_Trecho_
-*-
Fundamentando-se no pensamento foucaultiano, Aquino (2000) estuda as conexões da interação na construção do sentido, voltando-se para o campo do ensino como matriz de análise. A instância da linguagem, nesse processo, apresenta-se como suporte verdadeiramente eficaz para o sujeito, funcionando como prática discursiva que invoca a construção de sentidos. Tais práticas discursivas (pedagógica, étnica, histórica, política, afetiva, textual, lingüística, etc.) são fundidas no processo de ensino-aprendizagem que envolve um ter conhecimento para saber usar o conhecimento. Esses saberes atuam na formação de sujeitos para que exerçam micropoderes em atitudes não-submissa de interação (Aquino, 2000, p. 12).
Apoiada nas “novas regras do método sociológico”, de Giddens, a autora direciona o olhar para três categorias elementares da interação: o significante, a ordem e o poder. O primeiro estabelecido pelo contato simultâneo ou mútuo que ordena uma intenção comunicativa; o segundo diz respeito à intencionalidade de vigência atualizada dos direitos e deveres sociais; e o poder como capacidade de intervenção e transformação social. Com Foucault, a autora discute a questão do poder como algo perspicaz, cuja penetrabilidade é dada na esfera da própria interação quando engrena relações de imposições e aceites, pela vigência sutil dos micropoderes. Neste momento, "a interação é uma ação discursiva exercida por sujeitos posicionados em relação de poder, que se propõem construir o sentido" (Aquino, 2000, p. 14). Esta visão, na concepção foucaultiana, é fundada na premissa de que a interação-poder constrói sentidos e que a relação de produção da informação e do conhecimento incentiva o sujeito para a construção de sentidos.
Atualmente, no cenário da educação formal brasileira, o discurso televisual está entre os sujeitos do saber e do poder em sala de aula, voltando-se para o ensino fundamental. Essas novas práticas informativo-educacionais poderão remodelar a dinâmica da ação pedagógica, ampliando a competência dos sujeitos entre o saber e o poder.
A televisão ainda é um objeto informacional estático defendendo um discurso de caráter autoritário. Entretanto, com as metamorfoses ocorridas no mundo nos últimos anos, onde fronteiras são quebradas pelo movimento da informação, não será difícil para o indivíduo quebrar a vigência da interação enquanto jogo de permuta interpessoal, conquistando a televisão para uma ação dialógica ou para a democratização dos sentidos.
-*-
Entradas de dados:
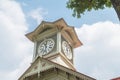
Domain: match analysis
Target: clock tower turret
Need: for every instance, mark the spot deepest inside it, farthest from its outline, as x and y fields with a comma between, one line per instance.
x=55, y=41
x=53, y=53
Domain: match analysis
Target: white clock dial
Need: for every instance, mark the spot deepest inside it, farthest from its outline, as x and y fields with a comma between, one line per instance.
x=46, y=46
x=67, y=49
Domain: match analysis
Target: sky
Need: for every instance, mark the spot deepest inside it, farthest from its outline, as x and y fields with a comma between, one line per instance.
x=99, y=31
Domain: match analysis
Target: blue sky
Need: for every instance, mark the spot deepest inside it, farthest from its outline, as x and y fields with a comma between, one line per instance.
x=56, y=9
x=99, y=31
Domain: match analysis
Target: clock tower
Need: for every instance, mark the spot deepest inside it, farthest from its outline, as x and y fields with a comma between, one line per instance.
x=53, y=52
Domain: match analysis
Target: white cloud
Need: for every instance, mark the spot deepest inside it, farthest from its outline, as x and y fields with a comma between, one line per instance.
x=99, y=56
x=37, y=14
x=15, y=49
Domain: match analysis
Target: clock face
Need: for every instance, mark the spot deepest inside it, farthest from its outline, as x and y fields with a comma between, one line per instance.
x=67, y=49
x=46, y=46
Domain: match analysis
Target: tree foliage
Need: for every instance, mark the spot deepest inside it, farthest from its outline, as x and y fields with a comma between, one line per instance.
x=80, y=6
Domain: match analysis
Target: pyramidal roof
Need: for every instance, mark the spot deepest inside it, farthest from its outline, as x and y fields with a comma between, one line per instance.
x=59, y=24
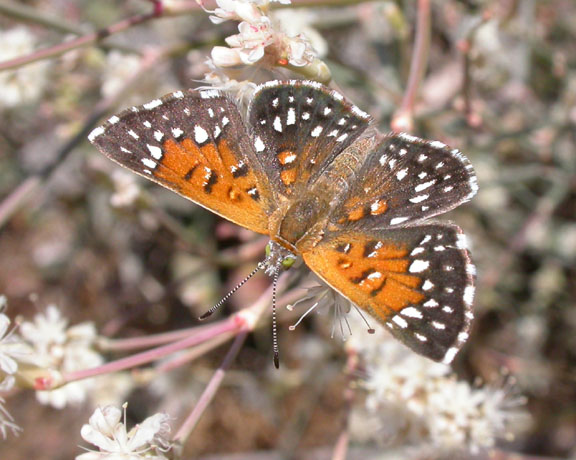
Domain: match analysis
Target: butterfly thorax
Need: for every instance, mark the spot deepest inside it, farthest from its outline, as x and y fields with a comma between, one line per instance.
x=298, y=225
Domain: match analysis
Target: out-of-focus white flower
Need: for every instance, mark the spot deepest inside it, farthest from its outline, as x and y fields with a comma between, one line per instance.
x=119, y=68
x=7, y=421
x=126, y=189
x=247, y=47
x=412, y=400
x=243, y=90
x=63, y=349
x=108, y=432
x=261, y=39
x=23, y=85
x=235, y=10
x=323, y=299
-*-
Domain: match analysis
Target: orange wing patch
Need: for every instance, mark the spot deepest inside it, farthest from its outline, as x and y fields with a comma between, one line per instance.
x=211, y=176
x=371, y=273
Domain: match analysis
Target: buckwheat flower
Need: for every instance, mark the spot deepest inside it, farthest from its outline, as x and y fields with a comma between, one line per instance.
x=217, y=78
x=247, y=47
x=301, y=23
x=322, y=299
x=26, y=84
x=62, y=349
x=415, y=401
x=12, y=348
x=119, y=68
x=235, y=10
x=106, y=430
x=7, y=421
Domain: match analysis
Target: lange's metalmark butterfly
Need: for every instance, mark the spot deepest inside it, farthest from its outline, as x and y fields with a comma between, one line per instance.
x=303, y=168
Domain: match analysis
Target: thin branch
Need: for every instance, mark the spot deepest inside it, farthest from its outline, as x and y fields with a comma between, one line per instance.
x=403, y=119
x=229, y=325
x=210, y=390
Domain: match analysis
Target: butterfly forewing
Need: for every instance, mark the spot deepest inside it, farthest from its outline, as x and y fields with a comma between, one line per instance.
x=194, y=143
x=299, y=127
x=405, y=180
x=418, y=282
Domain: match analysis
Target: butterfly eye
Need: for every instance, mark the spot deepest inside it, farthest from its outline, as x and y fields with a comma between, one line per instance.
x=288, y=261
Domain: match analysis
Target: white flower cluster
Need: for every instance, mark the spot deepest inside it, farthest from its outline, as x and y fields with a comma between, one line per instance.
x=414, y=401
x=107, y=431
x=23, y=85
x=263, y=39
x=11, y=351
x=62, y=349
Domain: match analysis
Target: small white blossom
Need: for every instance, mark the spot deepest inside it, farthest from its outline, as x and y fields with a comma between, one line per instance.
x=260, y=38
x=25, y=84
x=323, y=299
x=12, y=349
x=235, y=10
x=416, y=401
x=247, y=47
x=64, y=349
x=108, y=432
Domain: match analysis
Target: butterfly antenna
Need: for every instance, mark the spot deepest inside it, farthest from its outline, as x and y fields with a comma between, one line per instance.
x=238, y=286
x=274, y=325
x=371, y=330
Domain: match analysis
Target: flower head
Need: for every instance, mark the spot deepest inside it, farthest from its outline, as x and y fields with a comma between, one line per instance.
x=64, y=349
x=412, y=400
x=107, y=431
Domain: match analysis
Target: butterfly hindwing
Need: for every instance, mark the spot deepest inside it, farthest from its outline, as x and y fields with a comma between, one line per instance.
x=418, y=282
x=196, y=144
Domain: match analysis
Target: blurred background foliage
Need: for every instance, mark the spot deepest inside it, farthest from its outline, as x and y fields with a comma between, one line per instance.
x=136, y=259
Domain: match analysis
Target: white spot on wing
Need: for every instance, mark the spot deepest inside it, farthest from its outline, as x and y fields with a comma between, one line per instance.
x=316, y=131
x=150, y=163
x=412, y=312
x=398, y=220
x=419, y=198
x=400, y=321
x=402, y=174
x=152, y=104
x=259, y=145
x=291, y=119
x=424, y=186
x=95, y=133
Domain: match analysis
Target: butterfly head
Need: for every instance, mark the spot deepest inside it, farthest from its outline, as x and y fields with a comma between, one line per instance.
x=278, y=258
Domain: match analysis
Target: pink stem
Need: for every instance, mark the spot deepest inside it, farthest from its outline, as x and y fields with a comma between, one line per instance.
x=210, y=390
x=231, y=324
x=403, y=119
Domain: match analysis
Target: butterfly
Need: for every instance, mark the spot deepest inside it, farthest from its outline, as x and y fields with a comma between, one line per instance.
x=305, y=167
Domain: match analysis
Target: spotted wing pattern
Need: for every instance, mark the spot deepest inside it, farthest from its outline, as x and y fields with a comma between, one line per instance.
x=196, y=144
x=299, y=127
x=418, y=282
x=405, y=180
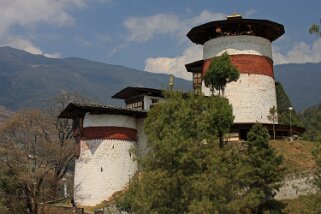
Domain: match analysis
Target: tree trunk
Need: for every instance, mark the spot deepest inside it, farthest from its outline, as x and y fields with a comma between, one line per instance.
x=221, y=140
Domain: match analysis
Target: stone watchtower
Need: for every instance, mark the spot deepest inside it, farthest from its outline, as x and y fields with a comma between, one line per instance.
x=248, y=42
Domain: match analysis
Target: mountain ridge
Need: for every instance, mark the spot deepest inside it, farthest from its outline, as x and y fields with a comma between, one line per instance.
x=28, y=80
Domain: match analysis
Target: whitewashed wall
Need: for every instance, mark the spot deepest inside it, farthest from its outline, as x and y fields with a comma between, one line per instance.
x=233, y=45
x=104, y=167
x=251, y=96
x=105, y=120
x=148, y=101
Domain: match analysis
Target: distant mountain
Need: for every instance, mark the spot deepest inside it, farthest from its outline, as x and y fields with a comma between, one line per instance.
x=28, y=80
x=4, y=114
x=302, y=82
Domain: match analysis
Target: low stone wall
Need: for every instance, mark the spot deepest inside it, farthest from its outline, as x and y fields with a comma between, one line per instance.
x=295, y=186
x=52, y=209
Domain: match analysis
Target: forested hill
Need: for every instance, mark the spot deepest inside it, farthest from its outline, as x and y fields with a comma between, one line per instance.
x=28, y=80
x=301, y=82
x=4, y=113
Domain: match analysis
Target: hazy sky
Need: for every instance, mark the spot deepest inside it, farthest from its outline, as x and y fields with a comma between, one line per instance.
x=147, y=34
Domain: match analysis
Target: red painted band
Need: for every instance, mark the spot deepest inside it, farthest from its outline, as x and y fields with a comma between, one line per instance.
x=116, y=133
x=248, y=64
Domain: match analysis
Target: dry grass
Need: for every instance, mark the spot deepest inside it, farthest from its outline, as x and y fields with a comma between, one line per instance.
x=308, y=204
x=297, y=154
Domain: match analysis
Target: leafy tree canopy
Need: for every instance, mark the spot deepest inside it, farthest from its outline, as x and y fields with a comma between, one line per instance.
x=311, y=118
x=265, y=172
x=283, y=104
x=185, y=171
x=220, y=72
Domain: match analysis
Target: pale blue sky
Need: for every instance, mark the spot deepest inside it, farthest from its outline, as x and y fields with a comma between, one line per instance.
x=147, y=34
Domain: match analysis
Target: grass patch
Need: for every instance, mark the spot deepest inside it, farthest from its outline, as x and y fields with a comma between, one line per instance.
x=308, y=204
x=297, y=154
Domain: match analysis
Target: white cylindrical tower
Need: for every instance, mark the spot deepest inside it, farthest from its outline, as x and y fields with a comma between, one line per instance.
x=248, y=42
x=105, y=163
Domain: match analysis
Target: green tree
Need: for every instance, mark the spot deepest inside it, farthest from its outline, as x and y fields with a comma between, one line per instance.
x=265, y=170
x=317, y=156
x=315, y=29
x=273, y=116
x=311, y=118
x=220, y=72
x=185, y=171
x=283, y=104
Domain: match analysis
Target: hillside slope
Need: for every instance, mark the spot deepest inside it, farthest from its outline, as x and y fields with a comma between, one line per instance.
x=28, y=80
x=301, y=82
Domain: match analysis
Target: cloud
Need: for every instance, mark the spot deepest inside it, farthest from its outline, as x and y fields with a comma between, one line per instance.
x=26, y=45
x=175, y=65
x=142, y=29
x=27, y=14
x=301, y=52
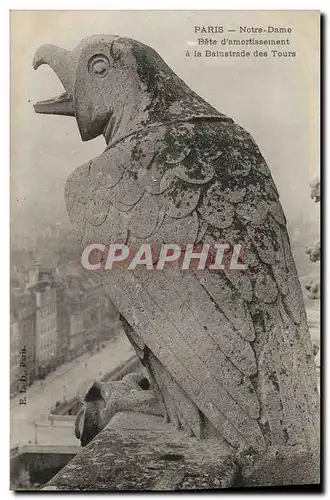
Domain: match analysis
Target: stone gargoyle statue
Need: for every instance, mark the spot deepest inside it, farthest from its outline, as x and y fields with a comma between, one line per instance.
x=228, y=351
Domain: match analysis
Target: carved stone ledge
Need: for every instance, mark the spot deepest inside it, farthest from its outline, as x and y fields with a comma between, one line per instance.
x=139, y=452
-*-
_Tarefa proposta 1_
Segundo o trecho, quais são as três categorias elementares da interação para as quais a autora direciona o olhar?
_Tarefa proposta 2_
Reproduza fielmente a parte do trecho que começa em "A televisão ainda" e termina em "democratização dos sentidos.".
Os dados não têm relação alguma com o trecho.

_Resposta 1_
O significante, a ordem e o poder.

_Resposta 2_
A televisão ainda é um objeto informacional estático defendendo um discurso de caráter autoritário. Entretanto, com as metamorfoses ocorridas no mundo nos últimos anos, onde fronteiras são quebradas pelo movimento da informação, não será difícil para o indivíduo quebrar a vigência da interação enquanto jogo de permuta interpessoal, conquistando a televisão para uma ação dialógica ou para a democratização dos sentidos.